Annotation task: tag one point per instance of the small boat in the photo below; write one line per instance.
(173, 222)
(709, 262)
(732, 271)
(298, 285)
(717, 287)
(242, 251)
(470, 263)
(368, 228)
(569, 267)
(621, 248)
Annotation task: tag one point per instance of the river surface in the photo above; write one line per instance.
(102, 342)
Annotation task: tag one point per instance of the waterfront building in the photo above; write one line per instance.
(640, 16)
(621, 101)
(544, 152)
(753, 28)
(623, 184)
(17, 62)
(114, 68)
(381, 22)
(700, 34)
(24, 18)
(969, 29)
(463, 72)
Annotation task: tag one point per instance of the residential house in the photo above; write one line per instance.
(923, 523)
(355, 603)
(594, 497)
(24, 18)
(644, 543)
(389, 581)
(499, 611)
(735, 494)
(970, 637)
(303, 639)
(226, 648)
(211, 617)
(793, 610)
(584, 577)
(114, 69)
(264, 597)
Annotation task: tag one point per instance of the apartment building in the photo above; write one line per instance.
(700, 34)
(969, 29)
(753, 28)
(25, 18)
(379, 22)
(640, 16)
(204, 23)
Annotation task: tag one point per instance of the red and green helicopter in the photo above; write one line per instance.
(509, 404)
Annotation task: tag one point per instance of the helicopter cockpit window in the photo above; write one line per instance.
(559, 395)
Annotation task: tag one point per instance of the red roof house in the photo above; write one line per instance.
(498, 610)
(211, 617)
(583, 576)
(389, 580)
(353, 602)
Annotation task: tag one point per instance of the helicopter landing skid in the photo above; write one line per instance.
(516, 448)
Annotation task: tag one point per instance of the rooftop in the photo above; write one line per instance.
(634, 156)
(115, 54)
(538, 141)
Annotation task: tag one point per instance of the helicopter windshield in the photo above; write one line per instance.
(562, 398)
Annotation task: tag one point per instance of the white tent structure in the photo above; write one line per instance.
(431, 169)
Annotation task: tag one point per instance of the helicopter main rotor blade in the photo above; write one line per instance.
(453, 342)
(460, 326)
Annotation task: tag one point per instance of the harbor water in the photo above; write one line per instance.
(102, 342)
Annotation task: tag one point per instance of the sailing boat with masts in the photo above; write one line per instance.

_Job_
Put every line of the records above into a Markdown table with the columns Row and Line, leaving out blank lines. Number the rows in order, and place each line's text in the Line column.

_Completed exercise_
| Row | Line |
|---|---|
| 1 | Annotation task: tag one point per instance of the small boat in the photo below; write one line per instance. |
| 2 | (173, 222) |
| 3 | (709, 262) |
| 4 | (732, 271) |
| 5 | (298, 285) |
| 6 | (717, 287) |
| 7 | (242, 251) |
| 8 | (470, 263) |
| 9 | (368, 228) |
| 10 | (569, 267) |
| 11 | (621, 248) |
| 12 | Annotation task: tag one point per instance of the river surface in the photo above; write one line per instance. |
| 13 | (102, 342) |
| 14 | Annotation task: tag one point per instance of the waterfront building in the photo above; write one line per instance. |
| 15 | (640, 16) |
| 16 | (621, 101) |
| 17 | (544, 152) |
| 18 | (753, 28) |
| 19 | (623, 184) |
| 20 | (17, 62) |
| 21 | (114, 68) |
| 22 | (381, 22) |
| 23 | (700, 34) |
| 24 | (24, 18) |
| 25 | (969, 29) |
| 26 | (463, 72) |
| 27 | Annotation task: tag one point per instance of the residential house in the photo above; write one line per instance. |
| 28 | (923, 523) |
| 29 | (355, 603) |
| 30 | (594, 497) |
| 31 | (24, 18) |
| 32 | (644, 543) |
| 33 | (389, 581) |
| 34 | (499, 611) |
| 35 | (735, 494) |
| 36 | (970, 637) |
| 37 | (303, 639) |
| 38 | (226, 648) |
| 39 | (211, 617) |
| 40 | (793, 610) |
| 41 | (584, 577) |
| 42 | (114, 69) |
| 43 | (264, 597) |
| 44 | Annotation task: tag one point per instance of the apartment building in the photo above; write one line per instance. |
| 45 | (700, 34) |
| 46 | (969, 29) |
| 47 | (753, 28) |
| 48 | (25, 18) |
| 49 | (379, 22) |
| 50 | (640, 16) |
| 51 | (204, 23) |
| 52 | Annotation task: tag one point per instance of the red and green helicopter in the photo above; write one line per instance. |
| 53 | (509, 404) |
| 54 | Annotation task: tag one point per instance of the helicopter cockpit window in the photo above; write one line per instance. |
| 55 | (559, 395) |
| 56 | Annotation task: tag one point per instance of the red roof house in the photo above; write one line per instance. |
| 57 | (498, 610) |
| 58 | (211, 617) |
| 59 | (583, 576) |
| 60 | (389, 580) |
| 61 | (353, 602) |
| 62 | Annotation task: tag one point per instance of the helicopter landing skid in the photo above; write one line per instance. |
| 63 | (516, 448) |
| 64 | Annotation task: tag one point per instance of the rooftop in the photo above; write one line per instance. |
| 65 | (634, 156) |
| 66 | (115, 54) |
| 67 | (538, 141) |
| 68 | Annotation task: tag one point per instance of the helicopter windshield in the photo above; write one line per instance. |
| 69 | (562, 398) |
| 70 | Annotation task: tag one point per instance of the white tent structure in the photo above; write one line per instance. |
| 71 | (431, 169) |
| 72 | Annotation task: tag one point per instance of the helicopter main rotor blade in the photo above; write one line per instance. |
| 73 | (453, 342) |
| 74 | (460, 326) |
| 75 | Annotation task: tag one point per instance of the harbor water in the photo above; write one line per instance. |
| 76 | (102, 342) |
| 77 | Annotation task: tag one point per instance of the sailing boat with masts in the photo above; write one line per instance. |